→ Work task
Each record beneath this line should be returned exactly as it is.

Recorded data
BEGIN

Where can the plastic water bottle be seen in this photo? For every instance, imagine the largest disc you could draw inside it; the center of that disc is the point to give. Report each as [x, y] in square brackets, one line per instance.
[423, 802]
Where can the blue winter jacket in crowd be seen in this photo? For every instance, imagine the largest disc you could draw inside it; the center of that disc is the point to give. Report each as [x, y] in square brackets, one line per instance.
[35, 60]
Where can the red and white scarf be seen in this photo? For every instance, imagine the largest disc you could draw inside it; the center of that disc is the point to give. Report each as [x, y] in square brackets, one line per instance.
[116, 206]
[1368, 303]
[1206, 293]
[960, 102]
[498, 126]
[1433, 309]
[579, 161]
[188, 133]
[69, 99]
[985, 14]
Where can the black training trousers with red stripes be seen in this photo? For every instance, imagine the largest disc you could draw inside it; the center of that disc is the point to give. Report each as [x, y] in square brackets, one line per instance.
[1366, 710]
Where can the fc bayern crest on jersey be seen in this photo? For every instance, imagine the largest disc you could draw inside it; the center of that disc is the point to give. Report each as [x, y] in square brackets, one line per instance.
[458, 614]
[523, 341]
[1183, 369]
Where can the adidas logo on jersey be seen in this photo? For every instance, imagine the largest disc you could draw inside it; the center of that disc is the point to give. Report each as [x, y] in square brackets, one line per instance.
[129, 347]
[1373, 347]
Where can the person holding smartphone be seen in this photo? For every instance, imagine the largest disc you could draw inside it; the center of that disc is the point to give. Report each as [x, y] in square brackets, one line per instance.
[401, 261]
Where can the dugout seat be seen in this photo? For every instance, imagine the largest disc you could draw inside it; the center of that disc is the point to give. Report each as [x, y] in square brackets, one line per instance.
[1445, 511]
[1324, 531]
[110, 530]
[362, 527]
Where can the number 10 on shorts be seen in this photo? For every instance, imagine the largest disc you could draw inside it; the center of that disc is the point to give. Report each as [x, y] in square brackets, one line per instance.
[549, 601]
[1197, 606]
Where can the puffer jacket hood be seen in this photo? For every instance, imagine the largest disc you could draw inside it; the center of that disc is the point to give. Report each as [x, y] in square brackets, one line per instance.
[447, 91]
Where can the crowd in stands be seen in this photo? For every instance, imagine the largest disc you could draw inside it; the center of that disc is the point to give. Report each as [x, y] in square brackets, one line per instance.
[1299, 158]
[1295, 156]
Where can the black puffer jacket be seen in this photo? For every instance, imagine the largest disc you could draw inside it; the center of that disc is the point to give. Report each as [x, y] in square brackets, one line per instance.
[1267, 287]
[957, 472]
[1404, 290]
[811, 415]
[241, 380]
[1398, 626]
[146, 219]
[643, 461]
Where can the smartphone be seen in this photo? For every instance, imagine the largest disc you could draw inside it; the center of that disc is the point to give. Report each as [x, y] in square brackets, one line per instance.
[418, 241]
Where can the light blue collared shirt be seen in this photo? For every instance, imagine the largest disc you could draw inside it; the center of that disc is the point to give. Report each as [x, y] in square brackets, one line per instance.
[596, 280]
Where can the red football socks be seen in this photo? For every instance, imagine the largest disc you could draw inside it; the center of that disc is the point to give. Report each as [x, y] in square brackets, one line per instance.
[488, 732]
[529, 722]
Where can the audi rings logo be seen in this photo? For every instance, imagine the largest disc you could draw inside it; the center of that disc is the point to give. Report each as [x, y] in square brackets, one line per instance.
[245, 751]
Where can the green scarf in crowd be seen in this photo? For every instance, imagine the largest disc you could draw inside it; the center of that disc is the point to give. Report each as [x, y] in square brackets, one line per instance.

END

→ Written solution
Where can the plastic water bottle be seen in this photo? For every instance, imagine the largest disc you could draw inside it; the center of that disc is the point to give. Report each as [x, y] in square brackets, one line per instance.
[423, 802]
Where can the blue winter jacket in crowd be seen in this photo? For every instance, imagine the largest disc you could draw inside it; the center of that disc is the point to give. Report each as [x, y] in square brackets, one line per instance.
[35, 60]
Where can the red and white scarf be seen in this photo? For every instance, imagine the largest disc you could draw inside it; the center of that disc is the point to give. Report each as [x, y] in square brackets, one line per instance.
[116, 206]
[1368, 303]
[1206, 293]
[960, 102]
[498, 126]
[1433, 309]
[579, 161]
[188, 133]
[69, 99]
[985, 14]
Where can the black training trousers with red stripes be seen in this photo? For every instance, imagine the largest disc you could draw inside it; the center of that disc is the point to give. Report each as [x, y] in square brackets, one line per instance.
[1366, 710]
Where can the fc bayern crest on jersey be seen in this photo? For every instance, imagine the largest disc you could draw inside it; the center of that disc is the point to give. Report each as [x, y] in square brackets, one line per instance.
[458, 614]
[523, 341]
[1183, 369]
Where can the adidas logo on jersey be seen in this photo? For every instance, imagine the largest disc you could draw inside it; the center of that disc is the point to give. Report each as [x, y] in square brackets, one line per instance.
[129, 347]
[1373, 347]
Where can the person holding smartphone be seen in this photo? For every instance, imagine the largest disc you could draw inside it; the center of that disc is the point to give. Report each as [x, y] in square brackets, one line per instance.
[401, 261]
Where can the dugout seat be seen in this photo? For every instance, imagine the largest disc you could draw inside it; the center of that disc is the point to give. Report each as [x, y] in square brackets, one line per instance.
[1445, 511]
[1324, 531]
[110, 530]
[362, 527]
Where can the number 10 on shorts be seen in this photo? For every instance, imagine the largest disc you could draw inside it; the center of that disc is the point to give. Report each as [x, y] in square brackets, one line per instance.
[549, 601]
[1197, 606]
Where can the puffer jacket hood be seen in this photo? For every instance, imagine the largest disc you could draw inside it; the center of that disc is the point to give. Report each as [x, y] in square brackets, one line per instance.
[447, 91]
Where can the crowd in stands be seen in this photo? For every instance, imagine the largest disc you could draw inside it; the center of that disc is the point to give. Report each as [x, y] in square brackets, one line per instance.
[1299, 158]
[1295, 156]
Where can the black puffer jacket be seen in this photo? For every instance, imagine the largest disc you could draw inside it; the center of that disc is the point to give. Report each as [x, y] in square brackets, one line per instance.
[1267, 287]
[957, 472]
[1404, 290]
[811, 415]
[241, 380]
[1398, 626]
[146, 219]
[643, 461]
Where can the smartphone be seen in this photo? For every instance, imagine the largest disc you could draw inside it; the center of that disc is the point to give. Report each as [x, y] in square brackets, one line per instance.
[418, 241]
Where can the light blue collared shirt be seen in this photo? For every instance, imagine the largest disc you could draw inside it; the center of that disc is the point to give. Report each as [x, y] in square brackets, one line per instance.
[596, 280]
Where can the red football socks be seen in this photo? For every instance, imagine the largest disc you could draw inside it; the center of that disc is the point to give. Report each as [x, y] in square brackets, one line per instance.
[488, 732]
[529, 722]
Where can the audi rings logo be seen in this photo? For every instance, imagine the largest disc you could draw inside it; the center of that disc is the point to give. Report each as [x, y] in square brackets, one line per instance.
[245, 751]
Where can the green scarf in crowd be seen in this photo? For every instance, imagine the largest disc you could draw inside it; the center of that disc is the point to give. Report each as [x, y] in square brackets, one line per instance.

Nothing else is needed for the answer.